Request:
Please repeat the data from the line holding "Put a dot on each instance of the brown" through the end of the data, inclusive, switching "photograph" to "image" and leaving everything else unchanged.

-- start of Record set --

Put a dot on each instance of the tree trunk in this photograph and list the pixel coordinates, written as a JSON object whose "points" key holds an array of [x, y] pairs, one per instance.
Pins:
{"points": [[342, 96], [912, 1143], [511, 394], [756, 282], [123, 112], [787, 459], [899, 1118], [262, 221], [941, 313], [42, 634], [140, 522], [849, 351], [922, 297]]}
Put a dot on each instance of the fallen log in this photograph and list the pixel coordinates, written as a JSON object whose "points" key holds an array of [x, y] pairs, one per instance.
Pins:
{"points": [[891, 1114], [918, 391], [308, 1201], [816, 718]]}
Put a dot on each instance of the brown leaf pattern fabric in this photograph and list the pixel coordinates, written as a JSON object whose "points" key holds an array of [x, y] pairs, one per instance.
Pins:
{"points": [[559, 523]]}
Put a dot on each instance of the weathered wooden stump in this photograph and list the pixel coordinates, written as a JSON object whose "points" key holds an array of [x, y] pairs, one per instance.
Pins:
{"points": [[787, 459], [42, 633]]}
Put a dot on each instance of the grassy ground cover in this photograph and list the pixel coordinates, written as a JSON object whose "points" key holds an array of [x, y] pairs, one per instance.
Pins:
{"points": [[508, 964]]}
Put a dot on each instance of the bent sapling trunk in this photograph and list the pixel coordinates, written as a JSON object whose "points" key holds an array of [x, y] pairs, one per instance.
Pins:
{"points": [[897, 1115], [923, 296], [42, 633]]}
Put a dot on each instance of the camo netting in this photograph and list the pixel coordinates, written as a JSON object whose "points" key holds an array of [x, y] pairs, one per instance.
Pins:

-- end of Record set --

Solution to this exercise:
Put a dot on each instance of the brown leaf pattern fabric in this image and list the pixel coordinates, written as a JSON object whose "points" key holds an array of [x, y] pairs, one per instance.
Pins:
{"points": [[559, 523]]}
Put a dot on each instance of the weathered wooden stump in this image and list the pixel coordinates, written as a JSON object whose "points" key holds an array of [x, y] pairs, one per instance.
Pins:
{"points": [[787, 459], [42, 633]]}
Put a dot on each instance of the grassy ground cover in this image and list the pixel coordinates, written as a JSON object whose "points" key holds an array of [x, y] pairs, one per instance.
Pins:
{"points": [[508, 964]]}
Put a dot on each instance of the bent sapling trunk in this image and list the pixel coordinates, written as a JSON object whose "points" key holds an array of [x, y] pairs, one per instance.
Pins:
{"points": [[897, 1115], [923, 296], [42, 633]]}
Put a dot on each instance of the camo netting in this image and list the pixel coordinates, written as a JSON object whose "points" key holds an array of [x, y] pairs, one per instance.
Pins:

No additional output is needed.